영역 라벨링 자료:
----------------------------------------

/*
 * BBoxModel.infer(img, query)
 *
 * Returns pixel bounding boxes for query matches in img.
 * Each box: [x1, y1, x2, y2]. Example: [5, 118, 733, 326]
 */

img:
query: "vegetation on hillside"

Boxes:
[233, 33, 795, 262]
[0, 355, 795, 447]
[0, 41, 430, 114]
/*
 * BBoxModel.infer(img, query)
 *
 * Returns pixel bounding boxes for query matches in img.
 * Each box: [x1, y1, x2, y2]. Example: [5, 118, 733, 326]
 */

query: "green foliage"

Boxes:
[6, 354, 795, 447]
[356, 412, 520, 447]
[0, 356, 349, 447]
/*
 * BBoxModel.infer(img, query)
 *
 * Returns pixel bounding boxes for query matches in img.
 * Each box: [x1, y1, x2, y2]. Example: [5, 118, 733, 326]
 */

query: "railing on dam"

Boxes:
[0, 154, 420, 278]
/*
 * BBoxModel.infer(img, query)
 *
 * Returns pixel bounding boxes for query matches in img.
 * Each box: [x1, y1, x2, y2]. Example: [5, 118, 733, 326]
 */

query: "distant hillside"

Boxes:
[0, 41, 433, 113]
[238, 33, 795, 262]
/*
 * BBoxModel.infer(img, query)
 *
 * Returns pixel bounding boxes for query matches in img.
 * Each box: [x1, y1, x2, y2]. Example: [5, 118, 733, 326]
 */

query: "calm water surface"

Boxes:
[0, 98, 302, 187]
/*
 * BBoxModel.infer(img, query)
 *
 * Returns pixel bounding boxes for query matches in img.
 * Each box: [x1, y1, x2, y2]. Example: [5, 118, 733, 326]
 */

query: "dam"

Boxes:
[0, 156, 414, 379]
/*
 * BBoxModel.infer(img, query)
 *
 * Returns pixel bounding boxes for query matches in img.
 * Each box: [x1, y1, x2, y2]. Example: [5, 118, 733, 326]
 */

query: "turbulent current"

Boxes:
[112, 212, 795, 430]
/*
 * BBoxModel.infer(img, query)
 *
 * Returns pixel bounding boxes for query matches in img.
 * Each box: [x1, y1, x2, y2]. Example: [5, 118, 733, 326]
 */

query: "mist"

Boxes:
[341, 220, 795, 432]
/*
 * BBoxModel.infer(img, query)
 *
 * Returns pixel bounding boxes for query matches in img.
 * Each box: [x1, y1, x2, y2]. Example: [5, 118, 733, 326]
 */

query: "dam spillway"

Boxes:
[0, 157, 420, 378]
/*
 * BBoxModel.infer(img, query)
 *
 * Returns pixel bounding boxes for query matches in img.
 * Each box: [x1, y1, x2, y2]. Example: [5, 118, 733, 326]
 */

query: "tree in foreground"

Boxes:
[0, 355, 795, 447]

----------------------------------------

작업 지시:
위 자료 전체를 줄 단위로 JSON 문자열 배열에 넣으세요. 한 줄마다 문자열 하나로 하고, 빈 줄은 빼세요.

응답:
[
  "/*",
  " * BBoxModel.infer(img, query)",
  " *",
  " * Returns pixel bounding boxes for query matches in img.",
  " * Each box: [x1, y1, x2, y2]. Example: [5, 118, 733, 326]",
  " */",
  "img:",
  "query: \"vegetation on hillside\"",
  "Boxes:",
  "[233, 33, 795, 262]",
  "[0, 355, 795, 447]",
  "[0, 41, 430, 114]",
  "/*",
  " * BBoxModel.infer(img, query)",
  " *",
  " * Returns pixel bounding boxes for query matches in img.",
  " * Each box: [x1, y1, x2, y2]. Example: [5, 118, 733, 326]",
  " */",
  "query: \"green foliage\"",
  "Boxes:",
  "[6, 354, 795, 447]",
  "[356, 412, 520, 447]",
  "[0, 356, 349, 447]",
  "/*",
  " * BBoxModel.infer(img, query)",
  " *",
  " * Returns pixel bounding boxes for query matches in img.",
  " * Each box: [x1, y1, x2, y2]. Example: [5, 118, 733, 326]",
  " */",
  "query: \"railing on dam\"",
  "Boxes:",
  "[0, 154, 420, 278]",
  "/*",
  " * BBoxModel.infer(img, query)",
  " *",
  " * Returns pixel bounding boxes for query matches in img.",
  " * Each box: [x1, y1, x2, y2]. Example: [5, 118, 733, 326]",
  " */",
  "query: \"distant hillside\"",
  "Boxes:",
  "[0, 41, 433, 113]",
  "[238, 33, 795, 262]",
  "/*",
  " * BBoxModel.infer(img, query)",
  " *",
  " * Returns pixel bounding boxes for query matches in img.",
  " * Each box: [x1, y1, x2, y2]. Example: [5, 118, 733, 326]",
  " */",
  "query: \"calm water surface\"",
  "Boxes:",
  "[0, 98, 302, 187]",
  "/*",
  " * BBoxModel.infer(img, query)",
  " *",
  " * Returns pixel bounding boxes for query matches in img.",
  " * Each box: [x1, y1, x2, y2]. Example: [5, 118, 733, 326]",
  " */",
  "query: \"dam\"",
  "Boxes:",
  "[0, 156, 414, 379]",
  "/*",
  " * BBoxModel.infer(img, query)",
  " *",
  " * Returns pixel bounding boxes for query matches in img.",
  " * Each box: [x1, y1, x2, y2]. Example: [5, 118, 733, 326]",
  " */",
  "query: \"turbulent current\"",
  "Boxes:",
  "[112, 212, 795, 430]",
  "/*",
  " * BBoxModel.infer(img, query)",
  " *",
  " * Returns pixel bounding boxes for query matches in img.",
  " * Each box: [x1, y1, x2, y2]. Example: [5, 118, 733, 326]",
  " */",
  "query: \"mist\"",
  "Boxes:",
  "[341, 220, 795, 432]",
  "/*",
  " * BBoxModel.infer(img, query)",
  " *",
  " * Returns pixel bounding boxes for query matches in img.",
  " * Each box: [x1, y1, x2, y2]. Example: [5, 118, 733, 326]",
  " */",
  "query: \"dam spillway\"",
  "Boxes:",
  "[0, 157, 420, 378]",
  "/*",
  " * BBoxModel.infer(img, query)",
  " *",
  " * Returns pixel bounding boxes for query matches in img.",
  " * Each box: [x1, y1, x2, y2]. Example: [5, 118, 733, 326]",
  " */",
  "query: \"tree in foreground\"",
  "Boxes:",
  "[0, 355, 795, 447]"
]